What you have to do | Although the entries contain pictures, your copy should hold only their exact text.

Materials provided |
**********

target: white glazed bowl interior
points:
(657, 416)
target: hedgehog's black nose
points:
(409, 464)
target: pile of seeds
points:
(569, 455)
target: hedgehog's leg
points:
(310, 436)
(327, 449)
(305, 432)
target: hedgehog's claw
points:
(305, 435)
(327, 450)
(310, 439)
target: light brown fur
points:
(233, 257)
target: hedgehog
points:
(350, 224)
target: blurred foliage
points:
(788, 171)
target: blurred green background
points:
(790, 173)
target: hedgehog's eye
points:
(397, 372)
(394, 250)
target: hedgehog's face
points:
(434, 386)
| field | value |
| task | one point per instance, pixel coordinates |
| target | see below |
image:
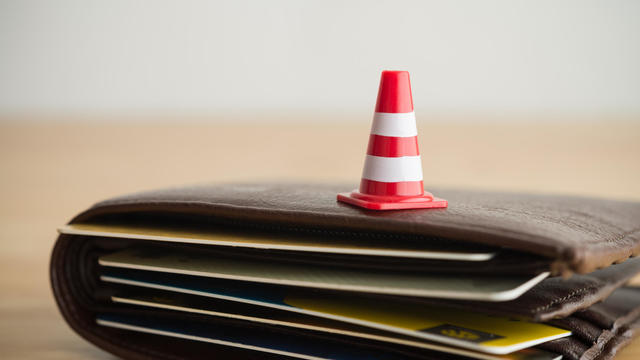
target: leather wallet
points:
(581, 245)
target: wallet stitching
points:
(564, 298)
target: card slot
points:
(158, 299)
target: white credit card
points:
(330, 244)
(290, 346)
(449, 286)
(205, 306)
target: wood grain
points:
(50, 172)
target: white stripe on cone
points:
(394, 124)
(392, 169)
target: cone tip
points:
(394, 94)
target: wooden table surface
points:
(51, 171)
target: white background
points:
(235, 56)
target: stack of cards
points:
(314, 298)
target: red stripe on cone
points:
(394, 94)
(390, 146)
(404, 188)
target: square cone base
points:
(410, 202)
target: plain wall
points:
(234, 56)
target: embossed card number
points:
(461, 333)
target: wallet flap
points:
(578, 234)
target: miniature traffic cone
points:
(392, 175)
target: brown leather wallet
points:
(584, 243)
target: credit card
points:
(330, 244)
(474, 331)
(212, 307)
(450, 286)
(251, 339)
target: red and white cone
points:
(392, 175)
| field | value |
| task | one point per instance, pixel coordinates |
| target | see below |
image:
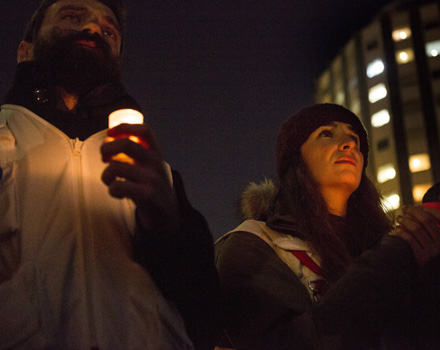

**********

Reply to the exercise |
target: white glazed bowl interior
points:
(657, 416)
target: hedgehog's black nose
points:
(409, 464)
target: pile of seeds
points:
(569, 455)
target: hedgehog's leg
points:
(310, 436)
(327, 449)
(305, 432)
target: hedgehog's claw
points:
(305, 435)
(327, 450)
(310, 439)
target: light brown fur
points:
(233, 257)
target: hedgehog
points:
(350, 224)
target: blurred foliage
points:
(788, 171)
target: blurred green background
points:
(790, 173)
target: hedgehog's eye
points:
(397, 372)
(394, 250)
target: hedgehog's face
points:
(434, 386)
| field | value |
| task | one point per instance, pixel coordinates |
| target | see below |
image:
target: leather wallet
points:
(581, 245)
target: wallet stitching
points:
(564, 298)
target: card slot
points:
(158, 299)
target: white credit card
points:
(330, 244)
(290, 346)
(449, 286)
(205, 306)
target: wood grain
points:
(50, 172)
target: white stripe on cone
points:
(394, 124)
(392, 169)
target: cone tip
points:
(394, 94)
target: wooden table surface
points:
(51, 171)
target: white background
points:
(235, 56)
target: stack of cards
points:
(314, 298)
target: red stripe on cone
points:
(394, 94)
(390, 146)
(404, 188)
target: square cone base
points:
(410, 202)
target: plain wall
points:
(234, 56)
target: embossed card number
points:
(461, 333)
target: wallet flap
points:
(578, 234)
target: miniature traffic cone
points:
(392, 175)
target: brown leather wallet
points:
(584, 243)
target: credit card
points:
(330, 244)
(474, 331)
(212, 307)
(450, 286)
(251, 339)
target: red and white cone
points:
(392, 175)
| field | value |
| task | one point per instance, pixel coordinates |
| target | see below |
image:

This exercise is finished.